### To do
What lines in the records below hold the string "white"? Please show them.

··· Record set ···

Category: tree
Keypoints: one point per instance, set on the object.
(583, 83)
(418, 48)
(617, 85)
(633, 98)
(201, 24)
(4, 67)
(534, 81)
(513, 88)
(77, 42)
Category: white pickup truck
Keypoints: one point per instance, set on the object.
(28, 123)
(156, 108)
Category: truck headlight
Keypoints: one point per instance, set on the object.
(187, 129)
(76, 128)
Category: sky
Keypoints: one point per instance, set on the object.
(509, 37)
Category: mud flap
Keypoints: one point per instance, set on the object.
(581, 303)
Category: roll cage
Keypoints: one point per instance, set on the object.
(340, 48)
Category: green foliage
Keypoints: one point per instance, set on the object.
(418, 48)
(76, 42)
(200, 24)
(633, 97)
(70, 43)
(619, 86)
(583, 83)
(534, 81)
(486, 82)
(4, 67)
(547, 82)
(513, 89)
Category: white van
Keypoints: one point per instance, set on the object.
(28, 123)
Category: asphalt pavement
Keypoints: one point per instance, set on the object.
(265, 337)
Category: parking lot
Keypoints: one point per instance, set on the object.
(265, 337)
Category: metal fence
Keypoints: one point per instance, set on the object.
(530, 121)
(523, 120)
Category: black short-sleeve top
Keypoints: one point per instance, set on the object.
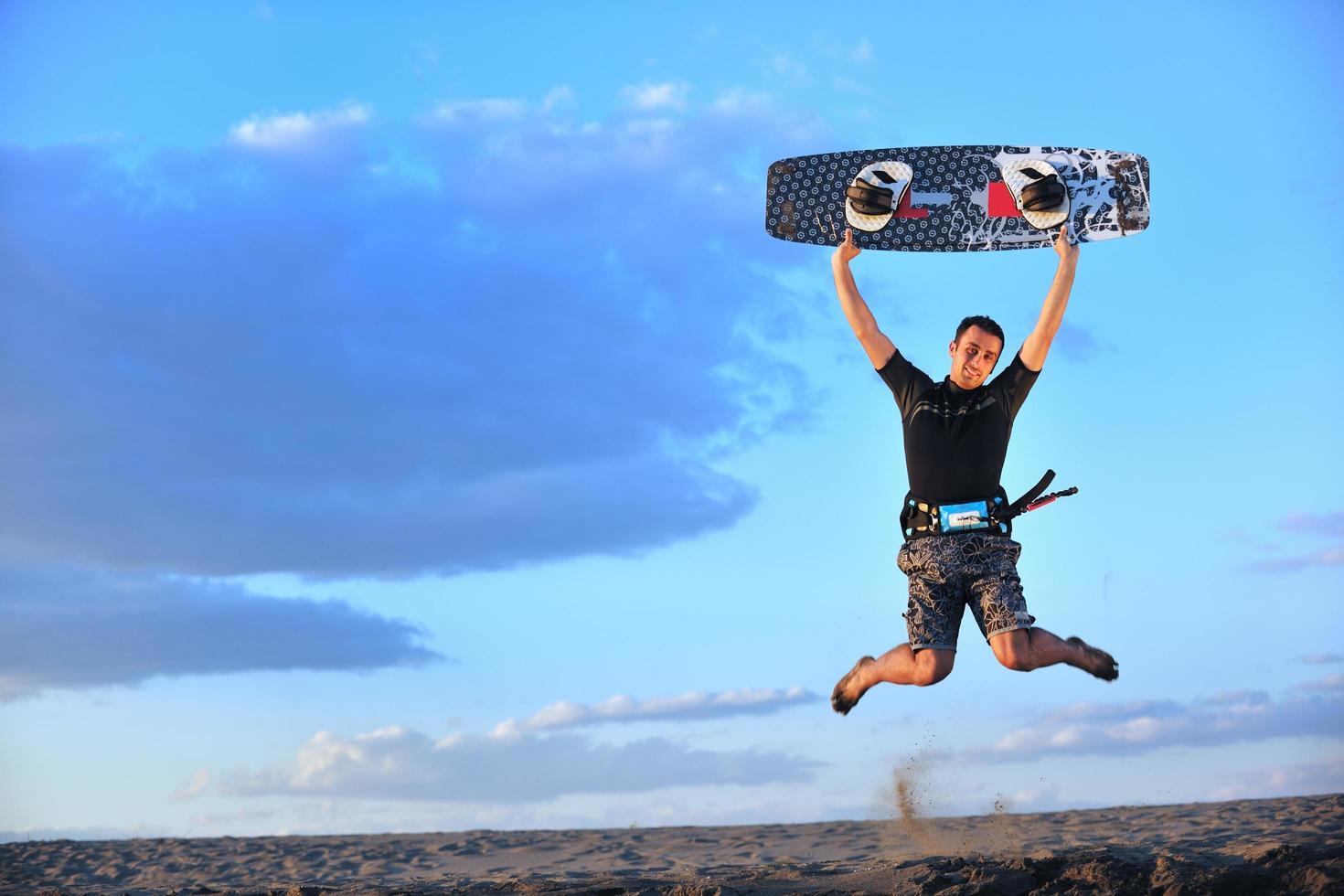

···
··· Record set ···

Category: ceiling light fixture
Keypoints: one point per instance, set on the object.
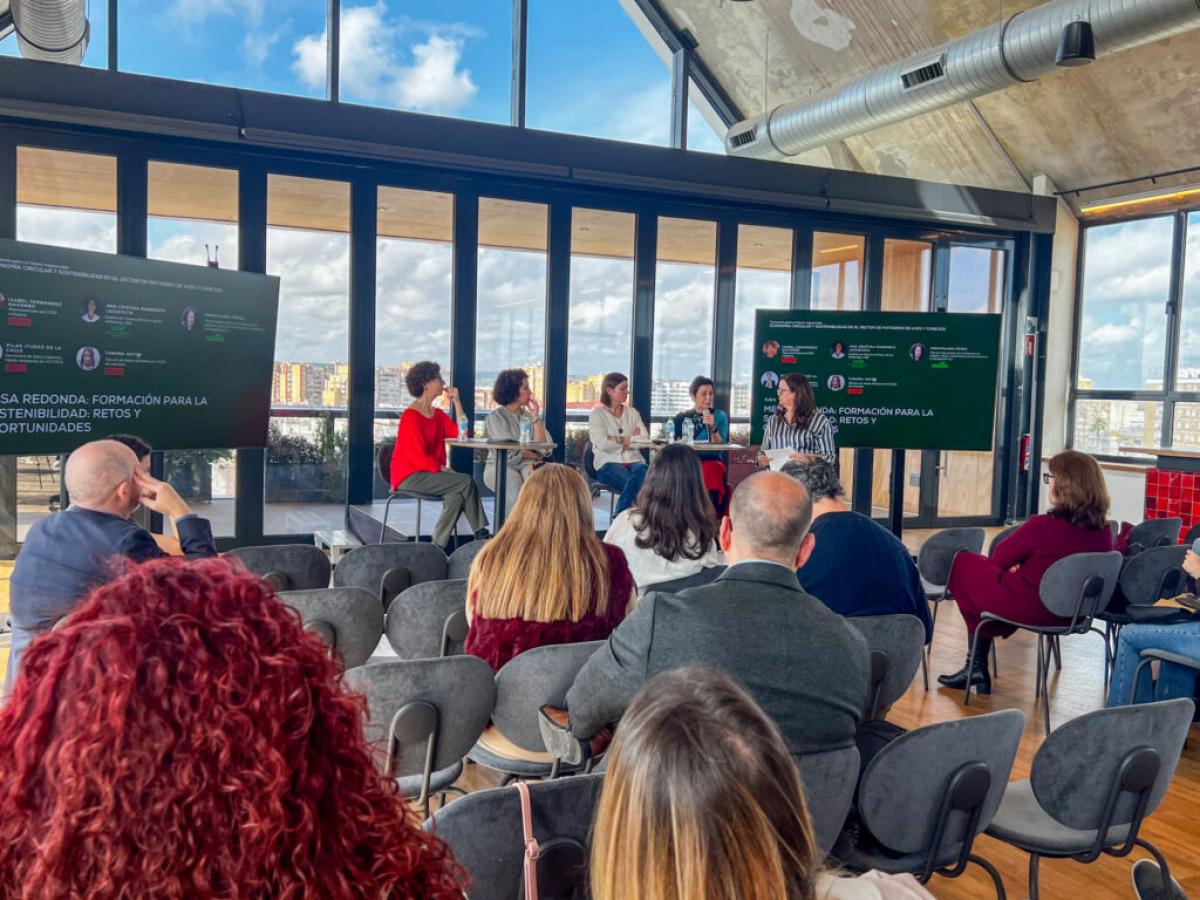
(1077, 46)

···

### Answer to the exercise
Category: white pickup truck
Category: white van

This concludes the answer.